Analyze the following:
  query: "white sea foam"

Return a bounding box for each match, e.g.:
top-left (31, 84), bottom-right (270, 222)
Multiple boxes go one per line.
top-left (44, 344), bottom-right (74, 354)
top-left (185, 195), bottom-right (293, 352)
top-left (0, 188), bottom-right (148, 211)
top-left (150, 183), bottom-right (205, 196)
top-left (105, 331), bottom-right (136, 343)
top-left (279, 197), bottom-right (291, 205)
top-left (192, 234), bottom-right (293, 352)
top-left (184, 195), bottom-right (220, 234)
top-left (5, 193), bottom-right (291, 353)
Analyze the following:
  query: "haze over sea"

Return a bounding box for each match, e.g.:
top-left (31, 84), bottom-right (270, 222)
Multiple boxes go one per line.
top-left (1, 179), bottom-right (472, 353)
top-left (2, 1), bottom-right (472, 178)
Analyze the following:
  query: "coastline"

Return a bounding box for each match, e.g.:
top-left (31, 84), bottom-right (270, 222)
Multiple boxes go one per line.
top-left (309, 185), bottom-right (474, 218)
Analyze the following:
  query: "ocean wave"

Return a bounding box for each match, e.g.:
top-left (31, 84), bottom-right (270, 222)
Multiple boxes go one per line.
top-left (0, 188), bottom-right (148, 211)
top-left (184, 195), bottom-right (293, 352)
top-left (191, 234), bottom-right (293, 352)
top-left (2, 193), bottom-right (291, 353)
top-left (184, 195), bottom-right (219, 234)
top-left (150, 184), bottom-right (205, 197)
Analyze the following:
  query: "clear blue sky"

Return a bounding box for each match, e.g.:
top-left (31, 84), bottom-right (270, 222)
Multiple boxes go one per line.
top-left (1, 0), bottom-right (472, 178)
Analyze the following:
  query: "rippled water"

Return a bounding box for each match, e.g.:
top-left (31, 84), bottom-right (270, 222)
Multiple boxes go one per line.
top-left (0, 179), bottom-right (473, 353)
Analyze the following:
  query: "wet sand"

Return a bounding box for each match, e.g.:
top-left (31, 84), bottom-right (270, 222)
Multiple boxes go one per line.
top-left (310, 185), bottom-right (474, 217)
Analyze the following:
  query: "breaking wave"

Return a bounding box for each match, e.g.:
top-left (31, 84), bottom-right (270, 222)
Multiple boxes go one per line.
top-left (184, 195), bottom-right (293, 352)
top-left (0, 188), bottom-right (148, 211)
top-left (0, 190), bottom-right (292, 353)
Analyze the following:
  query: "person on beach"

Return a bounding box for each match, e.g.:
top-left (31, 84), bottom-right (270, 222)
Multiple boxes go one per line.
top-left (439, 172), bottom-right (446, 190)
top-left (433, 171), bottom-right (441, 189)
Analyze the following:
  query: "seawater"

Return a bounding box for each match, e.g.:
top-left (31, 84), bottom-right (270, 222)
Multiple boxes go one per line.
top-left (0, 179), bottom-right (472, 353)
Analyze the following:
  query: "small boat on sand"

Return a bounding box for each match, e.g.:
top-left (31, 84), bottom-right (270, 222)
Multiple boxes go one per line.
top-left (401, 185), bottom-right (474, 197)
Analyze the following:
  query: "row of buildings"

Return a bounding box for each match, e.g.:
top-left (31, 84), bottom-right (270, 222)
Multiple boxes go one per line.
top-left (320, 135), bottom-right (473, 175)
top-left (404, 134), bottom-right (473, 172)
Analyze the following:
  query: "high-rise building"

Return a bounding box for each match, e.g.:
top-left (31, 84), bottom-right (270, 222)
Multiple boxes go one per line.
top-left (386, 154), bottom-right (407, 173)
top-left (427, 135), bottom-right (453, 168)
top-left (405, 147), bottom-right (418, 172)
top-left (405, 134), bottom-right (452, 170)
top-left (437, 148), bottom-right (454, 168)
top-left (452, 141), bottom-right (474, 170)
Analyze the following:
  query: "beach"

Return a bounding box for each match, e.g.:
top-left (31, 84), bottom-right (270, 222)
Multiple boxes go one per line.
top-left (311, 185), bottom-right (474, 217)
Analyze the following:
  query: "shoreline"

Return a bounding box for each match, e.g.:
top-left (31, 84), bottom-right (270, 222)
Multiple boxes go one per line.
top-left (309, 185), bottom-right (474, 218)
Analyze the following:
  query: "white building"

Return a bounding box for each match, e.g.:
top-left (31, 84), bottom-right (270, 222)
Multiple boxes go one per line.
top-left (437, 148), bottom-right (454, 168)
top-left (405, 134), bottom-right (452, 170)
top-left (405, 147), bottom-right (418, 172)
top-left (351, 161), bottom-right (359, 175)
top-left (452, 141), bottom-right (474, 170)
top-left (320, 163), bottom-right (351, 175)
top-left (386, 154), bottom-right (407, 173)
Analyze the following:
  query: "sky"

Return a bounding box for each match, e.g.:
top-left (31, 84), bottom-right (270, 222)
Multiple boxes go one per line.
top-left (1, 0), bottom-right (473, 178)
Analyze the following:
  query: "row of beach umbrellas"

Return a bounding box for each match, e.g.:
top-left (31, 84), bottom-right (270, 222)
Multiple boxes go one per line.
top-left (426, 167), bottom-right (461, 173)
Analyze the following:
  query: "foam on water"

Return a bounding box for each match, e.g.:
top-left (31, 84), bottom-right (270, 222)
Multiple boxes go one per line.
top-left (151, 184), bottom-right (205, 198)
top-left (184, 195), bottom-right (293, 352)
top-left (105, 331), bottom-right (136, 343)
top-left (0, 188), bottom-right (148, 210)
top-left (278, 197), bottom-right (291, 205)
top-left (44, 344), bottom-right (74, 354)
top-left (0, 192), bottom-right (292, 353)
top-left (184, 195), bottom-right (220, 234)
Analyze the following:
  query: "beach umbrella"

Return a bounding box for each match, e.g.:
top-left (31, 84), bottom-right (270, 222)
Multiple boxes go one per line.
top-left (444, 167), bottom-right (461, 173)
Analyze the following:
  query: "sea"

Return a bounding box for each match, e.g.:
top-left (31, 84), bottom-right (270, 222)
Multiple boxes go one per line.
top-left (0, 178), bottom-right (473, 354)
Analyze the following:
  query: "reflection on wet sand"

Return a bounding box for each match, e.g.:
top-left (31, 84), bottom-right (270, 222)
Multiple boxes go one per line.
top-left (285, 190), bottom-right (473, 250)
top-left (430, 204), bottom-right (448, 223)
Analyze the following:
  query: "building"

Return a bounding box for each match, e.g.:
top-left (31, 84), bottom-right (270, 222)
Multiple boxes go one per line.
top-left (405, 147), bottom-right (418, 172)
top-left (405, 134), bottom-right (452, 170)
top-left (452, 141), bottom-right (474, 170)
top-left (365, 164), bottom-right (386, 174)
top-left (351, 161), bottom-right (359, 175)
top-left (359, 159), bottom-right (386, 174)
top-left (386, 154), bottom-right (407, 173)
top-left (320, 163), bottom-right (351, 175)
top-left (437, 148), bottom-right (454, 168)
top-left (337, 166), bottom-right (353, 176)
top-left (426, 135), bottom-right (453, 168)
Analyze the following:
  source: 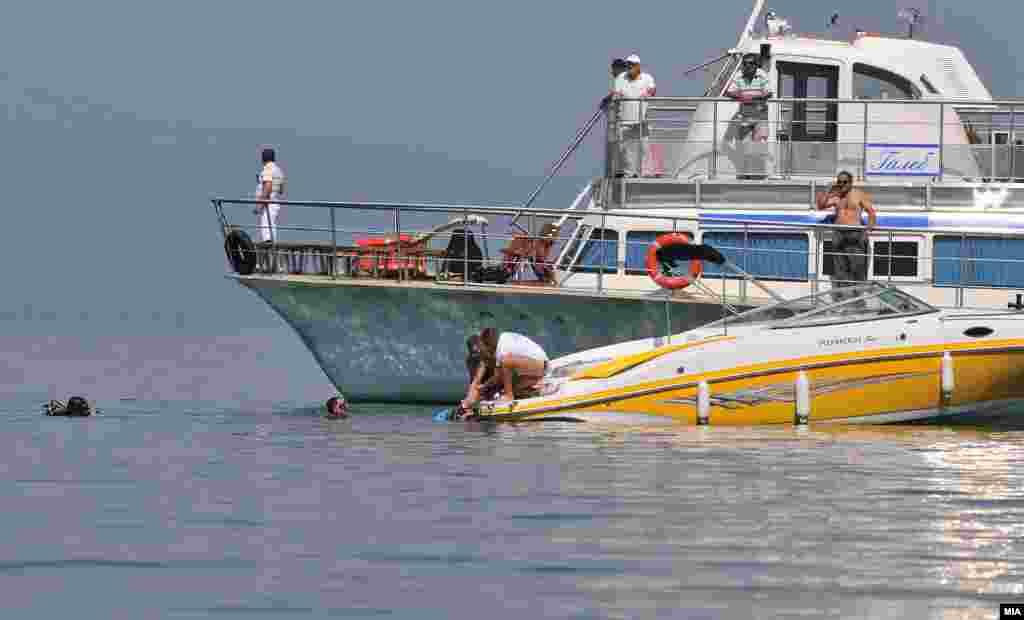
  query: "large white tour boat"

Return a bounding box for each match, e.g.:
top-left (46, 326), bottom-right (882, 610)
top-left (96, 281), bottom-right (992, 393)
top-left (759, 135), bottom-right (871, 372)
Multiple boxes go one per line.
top-left (214, 1), bottom-right (1024, 402)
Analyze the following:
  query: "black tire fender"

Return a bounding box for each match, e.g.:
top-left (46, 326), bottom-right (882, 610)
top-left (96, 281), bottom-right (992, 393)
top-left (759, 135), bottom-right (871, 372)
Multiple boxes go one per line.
top-left (224, 229), bottom-right (257, 275)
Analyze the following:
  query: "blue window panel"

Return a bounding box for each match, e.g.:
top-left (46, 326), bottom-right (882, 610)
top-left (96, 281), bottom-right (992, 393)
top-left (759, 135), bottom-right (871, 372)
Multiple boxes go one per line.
top-left (934, 236), bottom-right (1024, 288)
top-left (701, 232), bottom-right (810, 281)
top-left (625, 231), bottom-right (692, 274)
top-left (574, 229), bottom-right (618, 273)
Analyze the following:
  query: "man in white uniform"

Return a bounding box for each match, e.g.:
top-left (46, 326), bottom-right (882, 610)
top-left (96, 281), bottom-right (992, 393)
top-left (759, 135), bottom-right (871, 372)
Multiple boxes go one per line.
top-left (462, 327), bottom-right (548, 406)
top-left (612, 54), bottom-right (657, 177)
top-left (255, 147), bottom-right (286, 243)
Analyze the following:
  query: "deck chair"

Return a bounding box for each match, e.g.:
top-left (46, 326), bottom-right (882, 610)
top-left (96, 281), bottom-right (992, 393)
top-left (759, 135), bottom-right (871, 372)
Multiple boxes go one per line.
top-left (500, 223), bottom-right (560, 284)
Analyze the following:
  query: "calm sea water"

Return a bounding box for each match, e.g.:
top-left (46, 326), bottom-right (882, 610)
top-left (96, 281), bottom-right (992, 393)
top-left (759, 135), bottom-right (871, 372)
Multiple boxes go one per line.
top-left (2, 396), bottom-right (1023, 619)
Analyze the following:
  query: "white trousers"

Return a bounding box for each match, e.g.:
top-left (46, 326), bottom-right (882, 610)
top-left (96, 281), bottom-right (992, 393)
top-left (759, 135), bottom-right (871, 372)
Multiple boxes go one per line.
top-left (257, 204), bottom-right (280, 242)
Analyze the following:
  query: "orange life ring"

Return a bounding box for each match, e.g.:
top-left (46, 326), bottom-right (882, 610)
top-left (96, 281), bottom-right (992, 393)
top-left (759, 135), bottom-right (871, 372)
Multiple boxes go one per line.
top-left (646, 233), bottom-right (702, 289)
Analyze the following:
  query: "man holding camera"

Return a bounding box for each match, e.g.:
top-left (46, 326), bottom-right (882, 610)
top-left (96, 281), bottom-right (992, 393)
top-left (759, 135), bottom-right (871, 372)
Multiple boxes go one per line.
top-left (816, 170), bottom-right (877, 290)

###

▸ Your instructions
Find the word "wave" in the entries above and gather every line that holds it.

▸ Solution for this exercise
  query: "ocean wave"
  query: "breaking wave"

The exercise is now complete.